- [EXERCISE]
Would you set down every entry shown below, precisely as written?
-------------------------
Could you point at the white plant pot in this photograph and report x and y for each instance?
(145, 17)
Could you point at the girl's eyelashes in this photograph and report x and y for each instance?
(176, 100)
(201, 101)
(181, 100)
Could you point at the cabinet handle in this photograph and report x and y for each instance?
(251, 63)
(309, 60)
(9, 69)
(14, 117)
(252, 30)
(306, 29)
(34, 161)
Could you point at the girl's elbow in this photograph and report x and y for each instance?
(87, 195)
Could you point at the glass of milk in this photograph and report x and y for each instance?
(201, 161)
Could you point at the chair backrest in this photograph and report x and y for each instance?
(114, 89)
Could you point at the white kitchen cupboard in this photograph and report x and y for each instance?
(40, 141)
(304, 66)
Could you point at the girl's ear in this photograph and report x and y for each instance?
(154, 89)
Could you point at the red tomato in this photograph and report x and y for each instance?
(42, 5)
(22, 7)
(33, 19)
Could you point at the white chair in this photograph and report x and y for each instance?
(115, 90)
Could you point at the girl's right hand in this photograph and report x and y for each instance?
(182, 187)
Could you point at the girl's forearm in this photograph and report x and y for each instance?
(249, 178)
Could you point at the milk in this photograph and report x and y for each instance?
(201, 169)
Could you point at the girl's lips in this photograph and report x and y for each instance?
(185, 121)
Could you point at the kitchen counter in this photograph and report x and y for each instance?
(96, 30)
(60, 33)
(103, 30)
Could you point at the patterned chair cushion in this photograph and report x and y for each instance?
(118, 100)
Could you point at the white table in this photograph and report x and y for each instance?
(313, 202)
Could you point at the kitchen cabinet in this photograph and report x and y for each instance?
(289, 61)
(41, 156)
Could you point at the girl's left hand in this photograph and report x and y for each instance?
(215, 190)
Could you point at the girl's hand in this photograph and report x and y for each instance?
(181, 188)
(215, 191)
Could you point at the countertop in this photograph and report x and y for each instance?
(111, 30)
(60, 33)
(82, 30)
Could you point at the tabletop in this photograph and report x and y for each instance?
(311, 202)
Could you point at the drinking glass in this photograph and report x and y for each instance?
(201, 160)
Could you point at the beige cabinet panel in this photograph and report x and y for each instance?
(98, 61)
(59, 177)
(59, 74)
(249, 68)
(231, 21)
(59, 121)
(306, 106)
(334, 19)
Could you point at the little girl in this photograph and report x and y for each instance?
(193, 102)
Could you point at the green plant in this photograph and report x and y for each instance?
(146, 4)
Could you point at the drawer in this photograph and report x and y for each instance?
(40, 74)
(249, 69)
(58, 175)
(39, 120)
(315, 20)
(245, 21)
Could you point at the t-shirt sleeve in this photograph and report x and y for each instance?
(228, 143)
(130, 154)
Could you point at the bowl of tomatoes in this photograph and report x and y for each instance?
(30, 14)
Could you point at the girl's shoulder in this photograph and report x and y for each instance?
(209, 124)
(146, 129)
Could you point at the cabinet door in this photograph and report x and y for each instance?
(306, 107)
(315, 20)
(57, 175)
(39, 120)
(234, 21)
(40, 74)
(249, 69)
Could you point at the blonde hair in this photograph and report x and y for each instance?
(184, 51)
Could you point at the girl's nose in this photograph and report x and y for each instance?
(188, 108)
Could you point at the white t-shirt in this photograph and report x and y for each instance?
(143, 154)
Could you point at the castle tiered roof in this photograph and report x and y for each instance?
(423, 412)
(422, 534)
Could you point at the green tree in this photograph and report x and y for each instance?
-------------------------
- [RIGHT ANSWER]
Could you point at the white plant pot in this photograph and report x and y for each instance?
(145, 17)
Could you point at the girl's eyelashes in this photograph and report x and y for each instance?
(176, 100)
(201, 101)
(181, 100)
Could you point at the cabinet handle in this photograph and report x and y for each instance?
(251, 63)
(309, 60)
(9, 69)
(14, 117)
(252, 30)
(306, 29)
(34, 161)
Could you point at the girl's elbow in this photograph and report x and y for each instance?
(87, 195)
Could you point at the glass of milk in this photograph and report x and y for each instance?
(201, 161)
Could you point at the chair backrest in this photograph and report x and y for each instance?
(114, 89)
Could you point at the white kitchen cupboard in this photograph and report x and y for each instance?
(40, 141)
(304, 66)
Could you point at the girl's ear in this photograph and report x and y for each instance?
(154, 89)
Could you point at the red tomato in this photograph and report x and y for each instance?
(42, 5)
(22, 7)
(33, 19)
Could you point at the white chair in this photograph and report x and y for each instance?
(115, 90)
Could you point at the girl's right hand in this photograph and report x and y for each instance?
(182, 187)
Could you point at the girl's forearm in this photograph and report x and y for each instance?
(249, 178)
Could you point at the milk in this photograph and report x and y for each instance?
(201, 169)
Could you point at the girl's lips in this photograph and report x and y for each instance?
(185, 121)
Could you point at the kitchen counter in this photograph and report x and y for each instance?
(96, 30)
(60, 33)
(103, 30)
Could you point at the patterned chair cushion in this photograph and report x and y for each instance?
(118, 100)
Could you point at the white table in this photograph and report x and y for each instance?
(313, 202)
Could you point at the kitchen cabinet in this photograph and report x and y for each instance?
(289, 61)
(41, 156)
Could you point at the girl's left hand in this photograph and report x and y for each instance?
(215, 190)
Could you point at the girl's hand in this photograph and report x and y for each instance?
(181, 188)
(215, 191)
Could you point at the countertop in this photograph and report x and y for each instance?
(111, 30)
(60, 33)
(82, 30)
Could you point at the tabletop in this photograph and report x and y for each instance?
(311, 202)
Could you point at the drinking glass in this photograph and report x and y for each instance?
(201, 160)
Could you point at the beige cabinet panel in this photograph and report x and y for each instance?
(98, 61)
(59, 177)
(59, 74)
(249, 68)
(231, 21)
(59, 121)
(306, 106)
(334, 19)
Could you point at the little girl in this photograph and report x and y for each instance?
(193, 102)
Could you point at the green plant in this photograph and report x and y for each instance?
(146, 4)
Could you point at the drawer in this photograph and report x and y for each instance?
(40, 74)
(249, 69)
(58, 175)
(39, 120)
(315, 20)
(245, 21)
Could you point at the t-shirt sleeve in this photograph and report x and y for each instance?
(228, 143)
(130, 154)
Could you point at the bowl of tomatoes in this photograph and report x and y for each instance?
(30, 14)
Could you point at the girl's shoulder in this photograph and report x and y for each instance?
(209, 124)
(146, 129)
Could you point at the cabinet door in this photograph and report x and y for each instance?
(306, 107)
(315, 20)
(57, 175)
(39, 120)
(234, 21)
(40, 74)
(249, 69)
Could you point at the blonde hair in this photograph and report x and y for each instance?
(184, 51)
Could you point at the girl's nose in this photograph and report x and y for each instance?
(188, 108)
Could you point at the white t-shirt in this photograph and report x and y for each instance?
(143, 154)
Could you point at the castle tiered roof in this photograph and report x and y for each instance?
(423, 412)
(422, 534)
Could you point at the green tree in this photograph and report x and y for each instance?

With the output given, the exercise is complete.